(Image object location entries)
-=-=-=-=-
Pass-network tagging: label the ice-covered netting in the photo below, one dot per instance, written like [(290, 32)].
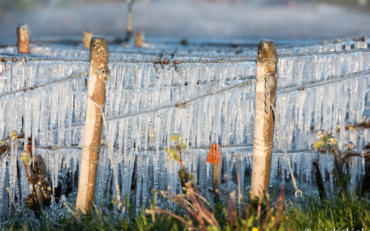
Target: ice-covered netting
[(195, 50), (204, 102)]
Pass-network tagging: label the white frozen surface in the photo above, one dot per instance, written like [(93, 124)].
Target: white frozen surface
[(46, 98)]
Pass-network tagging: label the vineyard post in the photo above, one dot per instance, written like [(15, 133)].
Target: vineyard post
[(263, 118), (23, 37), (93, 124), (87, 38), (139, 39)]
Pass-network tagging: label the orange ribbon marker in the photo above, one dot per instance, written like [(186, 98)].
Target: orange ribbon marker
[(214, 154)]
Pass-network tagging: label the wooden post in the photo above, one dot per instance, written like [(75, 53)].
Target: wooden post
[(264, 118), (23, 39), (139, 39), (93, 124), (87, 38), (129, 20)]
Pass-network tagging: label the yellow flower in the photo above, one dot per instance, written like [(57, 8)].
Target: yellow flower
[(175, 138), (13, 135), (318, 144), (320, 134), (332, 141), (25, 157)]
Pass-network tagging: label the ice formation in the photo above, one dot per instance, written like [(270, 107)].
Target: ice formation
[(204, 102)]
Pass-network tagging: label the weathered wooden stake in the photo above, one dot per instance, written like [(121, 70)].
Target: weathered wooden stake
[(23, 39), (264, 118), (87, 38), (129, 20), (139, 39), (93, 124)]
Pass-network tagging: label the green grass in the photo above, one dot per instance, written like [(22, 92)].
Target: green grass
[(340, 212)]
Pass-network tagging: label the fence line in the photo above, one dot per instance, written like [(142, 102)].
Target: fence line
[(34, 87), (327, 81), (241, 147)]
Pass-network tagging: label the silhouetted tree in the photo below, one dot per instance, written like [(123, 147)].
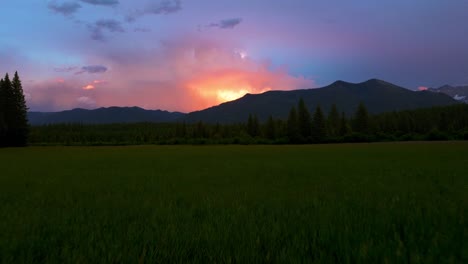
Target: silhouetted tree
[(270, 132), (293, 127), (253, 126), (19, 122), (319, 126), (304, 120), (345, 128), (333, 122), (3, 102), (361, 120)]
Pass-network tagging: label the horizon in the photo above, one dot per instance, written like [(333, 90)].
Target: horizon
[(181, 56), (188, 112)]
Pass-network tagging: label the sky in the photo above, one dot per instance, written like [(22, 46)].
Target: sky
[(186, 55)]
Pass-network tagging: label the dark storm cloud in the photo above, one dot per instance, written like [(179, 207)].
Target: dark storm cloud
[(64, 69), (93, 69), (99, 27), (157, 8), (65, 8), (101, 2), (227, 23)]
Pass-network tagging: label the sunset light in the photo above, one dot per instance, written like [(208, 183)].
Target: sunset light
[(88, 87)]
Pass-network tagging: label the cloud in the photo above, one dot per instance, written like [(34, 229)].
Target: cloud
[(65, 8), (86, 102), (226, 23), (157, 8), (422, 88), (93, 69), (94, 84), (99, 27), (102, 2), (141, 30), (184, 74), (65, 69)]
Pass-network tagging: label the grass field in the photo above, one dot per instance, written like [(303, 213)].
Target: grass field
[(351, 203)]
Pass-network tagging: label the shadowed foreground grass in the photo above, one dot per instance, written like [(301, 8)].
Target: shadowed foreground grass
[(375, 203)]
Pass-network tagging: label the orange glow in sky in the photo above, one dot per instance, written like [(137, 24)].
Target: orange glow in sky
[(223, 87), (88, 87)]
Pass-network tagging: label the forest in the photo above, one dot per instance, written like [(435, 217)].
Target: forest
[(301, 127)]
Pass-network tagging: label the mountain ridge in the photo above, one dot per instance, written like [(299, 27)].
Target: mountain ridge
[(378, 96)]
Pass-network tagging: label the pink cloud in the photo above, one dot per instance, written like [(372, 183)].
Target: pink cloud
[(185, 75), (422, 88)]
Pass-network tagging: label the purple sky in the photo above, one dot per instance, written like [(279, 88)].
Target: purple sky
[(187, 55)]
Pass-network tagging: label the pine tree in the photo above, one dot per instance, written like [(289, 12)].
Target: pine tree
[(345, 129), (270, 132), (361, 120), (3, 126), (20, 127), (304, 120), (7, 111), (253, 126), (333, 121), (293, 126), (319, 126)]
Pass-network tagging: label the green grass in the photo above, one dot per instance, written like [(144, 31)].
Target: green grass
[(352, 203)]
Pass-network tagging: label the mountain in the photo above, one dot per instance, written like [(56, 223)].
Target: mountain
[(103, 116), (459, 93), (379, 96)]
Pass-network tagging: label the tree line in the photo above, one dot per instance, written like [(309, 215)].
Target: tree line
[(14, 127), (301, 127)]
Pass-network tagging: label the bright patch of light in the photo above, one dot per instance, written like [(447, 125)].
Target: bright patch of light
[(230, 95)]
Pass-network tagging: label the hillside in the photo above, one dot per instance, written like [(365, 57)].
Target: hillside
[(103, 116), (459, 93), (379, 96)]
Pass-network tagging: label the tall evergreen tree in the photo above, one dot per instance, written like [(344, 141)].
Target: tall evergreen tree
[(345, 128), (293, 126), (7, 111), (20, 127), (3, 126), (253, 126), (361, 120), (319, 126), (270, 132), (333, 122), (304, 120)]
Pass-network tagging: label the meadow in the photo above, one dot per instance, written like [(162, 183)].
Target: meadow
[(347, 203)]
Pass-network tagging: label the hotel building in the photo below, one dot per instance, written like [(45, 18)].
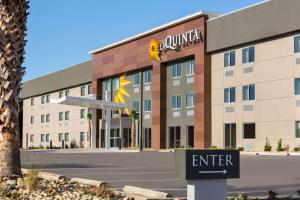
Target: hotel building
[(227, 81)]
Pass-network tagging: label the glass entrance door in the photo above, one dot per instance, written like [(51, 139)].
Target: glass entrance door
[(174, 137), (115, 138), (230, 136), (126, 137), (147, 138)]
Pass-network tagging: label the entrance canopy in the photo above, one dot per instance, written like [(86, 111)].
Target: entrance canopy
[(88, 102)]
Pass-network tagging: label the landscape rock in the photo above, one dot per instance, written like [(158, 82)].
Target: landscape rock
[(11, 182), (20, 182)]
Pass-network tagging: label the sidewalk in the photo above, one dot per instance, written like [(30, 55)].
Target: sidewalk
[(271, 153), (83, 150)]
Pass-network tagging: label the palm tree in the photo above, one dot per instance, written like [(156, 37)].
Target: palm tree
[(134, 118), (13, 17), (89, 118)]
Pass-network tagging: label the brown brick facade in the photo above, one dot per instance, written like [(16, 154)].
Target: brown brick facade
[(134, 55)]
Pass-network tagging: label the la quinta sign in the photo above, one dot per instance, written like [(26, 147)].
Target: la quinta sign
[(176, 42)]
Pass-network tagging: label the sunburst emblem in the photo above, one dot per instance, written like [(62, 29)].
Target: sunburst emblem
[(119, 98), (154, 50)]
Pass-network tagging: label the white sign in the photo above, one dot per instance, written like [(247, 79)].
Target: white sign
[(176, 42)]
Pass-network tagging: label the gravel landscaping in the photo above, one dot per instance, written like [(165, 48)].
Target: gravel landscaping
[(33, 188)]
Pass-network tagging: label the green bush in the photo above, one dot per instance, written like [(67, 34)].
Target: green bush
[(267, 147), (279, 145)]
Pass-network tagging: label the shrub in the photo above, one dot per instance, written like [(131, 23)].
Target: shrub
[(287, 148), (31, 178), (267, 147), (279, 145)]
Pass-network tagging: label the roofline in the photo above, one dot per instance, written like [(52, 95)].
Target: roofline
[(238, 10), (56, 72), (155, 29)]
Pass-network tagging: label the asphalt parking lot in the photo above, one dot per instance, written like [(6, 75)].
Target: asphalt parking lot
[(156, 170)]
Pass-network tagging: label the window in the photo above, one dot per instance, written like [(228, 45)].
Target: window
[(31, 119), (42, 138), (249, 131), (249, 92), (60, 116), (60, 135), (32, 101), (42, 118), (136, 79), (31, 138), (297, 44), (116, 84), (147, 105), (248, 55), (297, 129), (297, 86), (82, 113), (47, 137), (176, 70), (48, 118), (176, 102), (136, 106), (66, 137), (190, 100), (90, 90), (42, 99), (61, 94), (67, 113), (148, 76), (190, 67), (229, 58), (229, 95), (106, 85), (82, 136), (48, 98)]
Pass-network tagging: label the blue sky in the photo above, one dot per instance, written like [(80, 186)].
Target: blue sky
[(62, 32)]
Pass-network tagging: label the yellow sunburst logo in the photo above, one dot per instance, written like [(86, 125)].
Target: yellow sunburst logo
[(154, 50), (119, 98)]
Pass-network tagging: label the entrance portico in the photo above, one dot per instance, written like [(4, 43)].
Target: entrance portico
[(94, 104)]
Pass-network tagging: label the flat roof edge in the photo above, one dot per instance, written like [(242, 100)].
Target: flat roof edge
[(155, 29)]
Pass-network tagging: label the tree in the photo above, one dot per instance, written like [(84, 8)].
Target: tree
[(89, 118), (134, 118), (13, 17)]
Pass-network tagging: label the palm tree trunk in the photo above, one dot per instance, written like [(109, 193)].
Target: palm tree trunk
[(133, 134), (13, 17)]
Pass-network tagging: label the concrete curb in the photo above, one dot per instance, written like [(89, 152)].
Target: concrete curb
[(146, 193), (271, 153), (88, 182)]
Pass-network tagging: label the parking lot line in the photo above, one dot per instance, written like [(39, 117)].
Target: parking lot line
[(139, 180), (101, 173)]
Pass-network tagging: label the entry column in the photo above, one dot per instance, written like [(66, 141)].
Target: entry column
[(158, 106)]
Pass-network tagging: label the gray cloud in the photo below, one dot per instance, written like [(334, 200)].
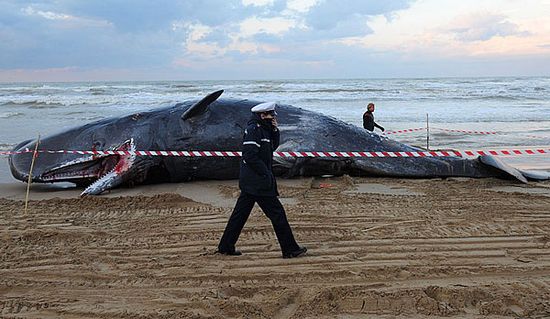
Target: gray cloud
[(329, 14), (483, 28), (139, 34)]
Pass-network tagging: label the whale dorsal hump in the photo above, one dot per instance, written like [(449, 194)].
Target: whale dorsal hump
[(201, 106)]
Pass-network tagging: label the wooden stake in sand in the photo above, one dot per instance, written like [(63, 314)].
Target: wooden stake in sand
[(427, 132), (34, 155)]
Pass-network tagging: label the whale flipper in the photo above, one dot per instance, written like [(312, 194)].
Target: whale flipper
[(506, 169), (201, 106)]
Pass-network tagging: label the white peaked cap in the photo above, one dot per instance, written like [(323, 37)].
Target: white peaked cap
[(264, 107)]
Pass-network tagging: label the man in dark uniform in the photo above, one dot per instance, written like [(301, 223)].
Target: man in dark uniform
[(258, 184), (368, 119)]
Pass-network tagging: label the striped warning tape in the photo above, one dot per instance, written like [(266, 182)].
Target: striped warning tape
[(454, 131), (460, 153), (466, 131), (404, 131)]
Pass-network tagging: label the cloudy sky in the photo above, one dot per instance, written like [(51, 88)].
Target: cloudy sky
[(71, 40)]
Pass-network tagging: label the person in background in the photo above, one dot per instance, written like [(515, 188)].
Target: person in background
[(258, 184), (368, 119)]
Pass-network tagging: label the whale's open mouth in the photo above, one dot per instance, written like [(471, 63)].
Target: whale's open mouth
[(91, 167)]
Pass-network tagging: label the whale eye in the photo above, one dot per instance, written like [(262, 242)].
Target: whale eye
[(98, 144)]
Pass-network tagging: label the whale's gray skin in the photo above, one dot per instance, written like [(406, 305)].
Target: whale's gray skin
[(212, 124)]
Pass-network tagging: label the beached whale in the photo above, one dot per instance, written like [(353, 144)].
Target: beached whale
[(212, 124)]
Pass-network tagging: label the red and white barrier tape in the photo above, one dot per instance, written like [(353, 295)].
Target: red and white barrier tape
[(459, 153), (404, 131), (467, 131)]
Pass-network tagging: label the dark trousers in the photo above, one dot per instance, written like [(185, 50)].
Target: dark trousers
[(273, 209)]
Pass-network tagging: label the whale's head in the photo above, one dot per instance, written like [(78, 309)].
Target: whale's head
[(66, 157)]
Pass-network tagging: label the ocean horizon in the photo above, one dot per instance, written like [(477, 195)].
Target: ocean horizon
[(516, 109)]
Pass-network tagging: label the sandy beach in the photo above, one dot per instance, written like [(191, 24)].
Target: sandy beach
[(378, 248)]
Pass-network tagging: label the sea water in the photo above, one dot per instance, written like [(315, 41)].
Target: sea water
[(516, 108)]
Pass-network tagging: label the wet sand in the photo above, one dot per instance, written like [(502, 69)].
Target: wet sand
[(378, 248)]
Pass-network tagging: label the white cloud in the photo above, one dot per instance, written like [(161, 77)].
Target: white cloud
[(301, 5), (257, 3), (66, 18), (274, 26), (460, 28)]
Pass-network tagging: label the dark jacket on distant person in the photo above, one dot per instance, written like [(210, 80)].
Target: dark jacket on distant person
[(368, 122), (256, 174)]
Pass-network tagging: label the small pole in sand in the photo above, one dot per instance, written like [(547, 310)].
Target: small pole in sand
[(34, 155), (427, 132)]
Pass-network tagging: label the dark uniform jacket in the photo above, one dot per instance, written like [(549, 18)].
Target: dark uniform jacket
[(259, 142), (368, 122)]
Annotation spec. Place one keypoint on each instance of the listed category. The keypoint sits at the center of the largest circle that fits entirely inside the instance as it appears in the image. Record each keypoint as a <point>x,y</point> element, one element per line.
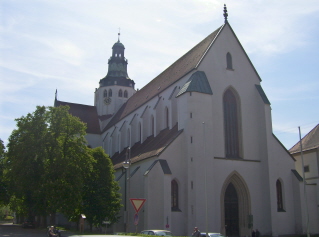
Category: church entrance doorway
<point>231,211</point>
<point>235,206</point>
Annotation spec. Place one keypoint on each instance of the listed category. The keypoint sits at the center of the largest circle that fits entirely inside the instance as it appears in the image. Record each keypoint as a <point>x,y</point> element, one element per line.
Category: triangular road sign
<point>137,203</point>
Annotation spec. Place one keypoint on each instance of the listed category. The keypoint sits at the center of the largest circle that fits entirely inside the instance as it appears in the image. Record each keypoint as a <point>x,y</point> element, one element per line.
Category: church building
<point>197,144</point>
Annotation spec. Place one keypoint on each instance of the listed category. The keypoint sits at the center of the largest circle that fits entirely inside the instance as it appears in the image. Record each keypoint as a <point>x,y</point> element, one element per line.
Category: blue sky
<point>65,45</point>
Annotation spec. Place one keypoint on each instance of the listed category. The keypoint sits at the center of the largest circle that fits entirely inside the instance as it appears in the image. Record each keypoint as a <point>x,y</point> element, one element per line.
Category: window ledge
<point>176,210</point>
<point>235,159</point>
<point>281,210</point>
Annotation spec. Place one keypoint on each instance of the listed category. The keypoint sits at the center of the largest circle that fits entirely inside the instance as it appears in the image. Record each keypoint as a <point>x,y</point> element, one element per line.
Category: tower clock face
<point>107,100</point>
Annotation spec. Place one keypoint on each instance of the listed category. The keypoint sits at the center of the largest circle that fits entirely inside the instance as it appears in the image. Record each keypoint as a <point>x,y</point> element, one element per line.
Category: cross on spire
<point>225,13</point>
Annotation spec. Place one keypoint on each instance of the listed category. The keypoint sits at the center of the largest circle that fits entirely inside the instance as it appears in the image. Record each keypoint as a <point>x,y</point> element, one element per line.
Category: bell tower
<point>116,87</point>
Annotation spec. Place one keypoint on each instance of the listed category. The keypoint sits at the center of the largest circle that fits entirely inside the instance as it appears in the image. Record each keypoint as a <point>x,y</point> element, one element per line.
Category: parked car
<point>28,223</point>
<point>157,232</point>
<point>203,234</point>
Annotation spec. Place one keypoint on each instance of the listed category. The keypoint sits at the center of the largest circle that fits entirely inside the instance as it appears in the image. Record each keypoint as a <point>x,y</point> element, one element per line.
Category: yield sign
-=-=-=-=-
- _GIVEN PROBLEM_:
Update the records starting with the line that contains "Pass-network tagging: label the tree in" and going on through the line that contains "[(89, 118), (134, 118), (13, 17)]" by changing every "tree" to "shrub" and keeping everything else the same. Return only those lines.

- _RESULT FOR THIS EXERCISE_:
Pass-network tagging: label the shrub in the photo above, one dot per instance, written like [(84, 8)].
Target: shrub
[(89, 118), (134, 118), (13, 17)]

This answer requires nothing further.